[選文]
今天,很榮幸和你們在一起,參加你們這世界上最好學校之一的畢業典禮。說實話,我從來沒從大學畢業過,這是我距離大學畢業最近的一刻。今天,我只說三個我的人生故事,就這樣,沒甚麼,三個故事就好。

The first story is about connecting the dots.
第一個故事,是關於串接起那些人生中的點點滴滴。

I dropped out of Reed College after the first six months, but then stayed around as a drop-in for another eighteen months or so before I really quit. So why did I drop out?
我在Reed College待了六個月就退學了。但是在我真正離開之前,我以旁聽生的身分在學校瞎混了又十八個月左右。那麼,我為什麼退學?

It started before I was born. My biological mother was a young, unwed graduate student, and she decided to put me up for adoption. She felt very strongly that I should be adopted by college graduates, so everything was all set for me to be adopted at birth by a lawyer and his wife. Except that when I popped out they decided at the last minute that they really wanted a girl. So my parents, who were on a waiting list, got a call in the middle of the night asking, "We have got an unexpected baby boy. Do you want him?" They said, "Of course." My biological mother found out later that my mother had never graduated from college and that my father had never graduated from high school. She refused to sign the final adoption papers. She only relented a few months later when my parents promised that I would go to college. This was the start in my life.
這得從我出生前講起。我的親生母親那時是個年輕未婚的研究生,她決定讓別人收養我。她強烈覺得我應該被大學畢業的人收養,所以事情全為我安排好了,當一出生時我就會被一對律師夫婦收養。只是在我蹦出來時,他們在最後一刻決定他們實際上想要一個女孩。所以我的養父母,在等待名單上的一對夫妻,在半夜裡接到一通電話,問:「我們有一名意外出生的男嬰,你們要他嗎?」他們說:「當然」。後來,我的生母發現我媽從沒有大學畢業,而我爸則連高中也沒畢業。她拒絕簽署最後的認養文件。直到幾個月後當我的養父母保證我將來一定會上大學,她的態度才軟化。這是我生命的開始。

And seventeen years later I did go to college. But I naively chose a college that was almost as expensive as Stanford, and all of my working-class parents' savings were being spent on my college tuition. After six months, I couldn't see the value in it. I had no idea what I wanted to do with my life and no idea how college was going to help me figure it out. And here I was spending all of the money my parents had saved all their entire life. So I decided to drop out and trust that it would all work out OK. It was pretty scary at the time, but looking back it was one of the best decisions I ever made. The minute I dropped out I could stop taking the required classes that didn't interest me, and begin dropping in on the ones that looked far more interesting.
[/選文]
[提供資料]
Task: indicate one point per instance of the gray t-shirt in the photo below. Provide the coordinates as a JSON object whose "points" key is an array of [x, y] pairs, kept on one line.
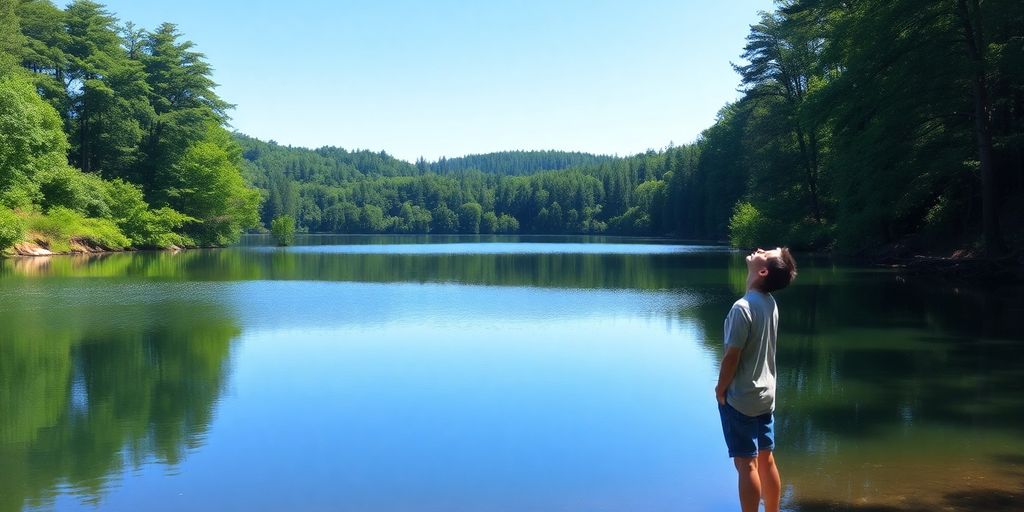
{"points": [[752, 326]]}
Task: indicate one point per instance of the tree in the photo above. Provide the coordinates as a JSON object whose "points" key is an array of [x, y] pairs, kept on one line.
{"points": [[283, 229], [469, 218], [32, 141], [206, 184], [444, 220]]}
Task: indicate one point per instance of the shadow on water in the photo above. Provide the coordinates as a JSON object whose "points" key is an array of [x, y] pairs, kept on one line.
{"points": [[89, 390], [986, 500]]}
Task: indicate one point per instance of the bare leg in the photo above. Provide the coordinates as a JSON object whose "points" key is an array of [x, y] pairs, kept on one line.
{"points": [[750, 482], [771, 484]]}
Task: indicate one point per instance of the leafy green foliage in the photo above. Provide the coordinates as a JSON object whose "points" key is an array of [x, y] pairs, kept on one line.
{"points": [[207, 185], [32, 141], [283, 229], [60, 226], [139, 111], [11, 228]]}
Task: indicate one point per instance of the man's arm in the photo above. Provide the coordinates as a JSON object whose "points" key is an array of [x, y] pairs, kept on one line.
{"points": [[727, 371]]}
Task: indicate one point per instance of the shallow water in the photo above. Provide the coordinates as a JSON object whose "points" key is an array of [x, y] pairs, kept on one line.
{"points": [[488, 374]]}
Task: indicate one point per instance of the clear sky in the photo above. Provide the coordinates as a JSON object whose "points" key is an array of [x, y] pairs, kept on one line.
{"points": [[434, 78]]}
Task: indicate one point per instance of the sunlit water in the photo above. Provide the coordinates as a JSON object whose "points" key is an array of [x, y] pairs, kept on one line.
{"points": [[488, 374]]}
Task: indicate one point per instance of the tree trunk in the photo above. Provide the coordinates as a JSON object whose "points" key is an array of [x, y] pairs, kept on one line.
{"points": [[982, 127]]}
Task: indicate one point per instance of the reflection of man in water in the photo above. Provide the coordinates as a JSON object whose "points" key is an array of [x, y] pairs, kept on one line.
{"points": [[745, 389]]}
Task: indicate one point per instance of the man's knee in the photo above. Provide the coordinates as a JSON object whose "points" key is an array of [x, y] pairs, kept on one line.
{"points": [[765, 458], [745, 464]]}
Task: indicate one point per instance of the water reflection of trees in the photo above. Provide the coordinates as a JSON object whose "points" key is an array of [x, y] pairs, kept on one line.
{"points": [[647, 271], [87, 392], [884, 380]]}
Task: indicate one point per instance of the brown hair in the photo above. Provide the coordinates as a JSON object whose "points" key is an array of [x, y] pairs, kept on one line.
[/提供資料]
本題任務 – 找出選文的中文段落中提到的每一段時間長度，全部列出。 上面這些行與本練習無關。

參考答案 – 六個月、十八個月左右、幾個月